#### What is being asked:
Among these records, tally each line with the word "positive"; the answer is that number alone.

Source data: Begin

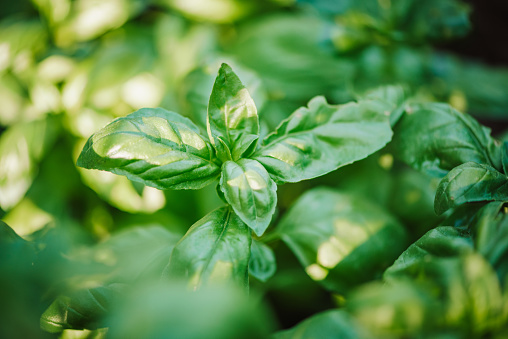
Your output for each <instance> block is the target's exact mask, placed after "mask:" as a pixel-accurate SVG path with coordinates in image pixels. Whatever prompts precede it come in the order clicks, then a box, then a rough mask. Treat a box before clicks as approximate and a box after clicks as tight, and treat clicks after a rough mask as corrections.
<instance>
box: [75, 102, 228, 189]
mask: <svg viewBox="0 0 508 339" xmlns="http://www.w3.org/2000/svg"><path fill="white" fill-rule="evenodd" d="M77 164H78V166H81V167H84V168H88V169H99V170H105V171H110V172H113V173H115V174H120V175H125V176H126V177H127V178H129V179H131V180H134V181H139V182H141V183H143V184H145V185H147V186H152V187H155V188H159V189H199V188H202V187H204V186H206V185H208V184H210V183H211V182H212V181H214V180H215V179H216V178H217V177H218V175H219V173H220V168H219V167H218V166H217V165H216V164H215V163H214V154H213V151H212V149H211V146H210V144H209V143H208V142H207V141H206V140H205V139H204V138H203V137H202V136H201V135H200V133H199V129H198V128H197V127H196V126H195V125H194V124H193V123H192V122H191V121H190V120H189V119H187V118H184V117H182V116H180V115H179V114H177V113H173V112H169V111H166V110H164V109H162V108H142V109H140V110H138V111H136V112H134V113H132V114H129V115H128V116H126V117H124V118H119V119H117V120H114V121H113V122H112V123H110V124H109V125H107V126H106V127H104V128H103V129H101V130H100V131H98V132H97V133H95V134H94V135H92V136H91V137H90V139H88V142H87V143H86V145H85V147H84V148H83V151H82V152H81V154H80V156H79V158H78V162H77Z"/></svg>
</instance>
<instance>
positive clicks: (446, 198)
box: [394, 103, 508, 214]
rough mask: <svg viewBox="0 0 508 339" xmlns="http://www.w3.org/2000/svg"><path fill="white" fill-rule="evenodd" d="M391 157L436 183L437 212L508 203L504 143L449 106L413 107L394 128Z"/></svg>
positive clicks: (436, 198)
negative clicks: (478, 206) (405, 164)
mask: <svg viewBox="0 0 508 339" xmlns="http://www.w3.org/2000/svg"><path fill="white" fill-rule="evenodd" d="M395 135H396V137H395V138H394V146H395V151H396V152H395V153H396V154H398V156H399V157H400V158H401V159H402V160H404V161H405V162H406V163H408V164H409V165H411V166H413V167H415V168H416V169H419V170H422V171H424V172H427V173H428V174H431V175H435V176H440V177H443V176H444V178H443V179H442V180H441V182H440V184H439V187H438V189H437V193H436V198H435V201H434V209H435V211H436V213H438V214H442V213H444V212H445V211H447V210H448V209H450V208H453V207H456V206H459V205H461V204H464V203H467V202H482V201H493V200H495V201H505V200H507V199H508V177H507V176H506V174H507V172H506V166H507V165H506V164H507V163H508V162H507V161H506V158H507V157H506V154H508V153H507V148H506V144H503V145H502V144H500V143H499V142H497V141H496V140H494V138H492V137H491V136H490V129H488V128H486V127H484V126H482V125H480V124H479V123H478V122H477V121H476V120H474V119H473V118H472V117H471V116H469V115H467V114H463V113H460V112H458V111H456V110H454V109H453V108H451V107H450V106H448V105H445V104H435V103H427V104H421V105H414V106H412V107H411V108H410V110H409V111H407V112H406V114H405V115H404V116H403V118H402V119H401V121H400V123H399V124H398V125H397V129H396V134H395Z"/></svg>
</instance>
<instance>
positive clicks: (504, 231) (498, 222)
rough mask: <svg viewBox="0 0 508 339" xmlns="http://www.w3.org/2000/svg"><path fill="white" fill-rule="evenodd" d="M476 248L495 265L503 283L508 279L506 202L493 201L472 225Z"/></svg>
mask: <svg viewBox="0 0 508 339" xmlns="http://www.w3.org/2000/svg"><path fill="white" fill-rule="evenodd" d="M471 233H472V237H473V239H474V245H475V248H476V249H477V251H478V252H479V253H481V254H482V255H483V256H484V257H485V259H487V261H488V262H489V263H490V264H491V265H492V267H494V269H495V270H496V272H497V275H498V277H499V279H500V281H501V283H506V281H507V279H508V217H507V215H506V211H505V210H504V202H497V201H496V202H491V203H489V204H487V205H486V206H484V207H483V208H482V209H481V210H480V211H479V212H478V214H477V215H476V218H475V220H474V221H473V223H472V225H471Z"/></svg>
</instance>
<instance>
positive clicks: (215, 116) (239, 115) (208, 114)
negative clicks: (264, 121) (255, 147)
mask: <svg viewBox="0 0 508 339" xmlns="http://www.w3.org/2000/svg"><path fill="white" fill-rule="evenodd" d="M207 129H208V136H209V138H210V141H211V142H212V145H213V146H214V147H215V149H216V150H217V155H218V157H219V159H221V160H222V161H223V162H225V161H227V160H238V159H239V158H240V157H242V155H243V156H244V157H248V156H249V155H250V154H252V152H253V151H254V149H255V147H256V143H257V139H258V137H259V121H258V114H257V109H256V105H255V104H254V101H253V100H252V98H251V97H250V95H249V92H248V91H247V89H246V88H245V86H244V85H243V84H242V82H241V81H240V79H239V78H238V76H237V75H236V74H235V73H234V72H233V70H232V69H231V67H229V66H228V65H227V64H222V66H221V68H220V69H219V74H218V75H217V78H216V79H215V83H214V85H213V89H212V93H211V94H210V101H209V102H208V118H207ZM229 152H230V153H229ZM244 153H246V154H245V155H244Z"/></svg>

Source data: End

#### Final answer:
4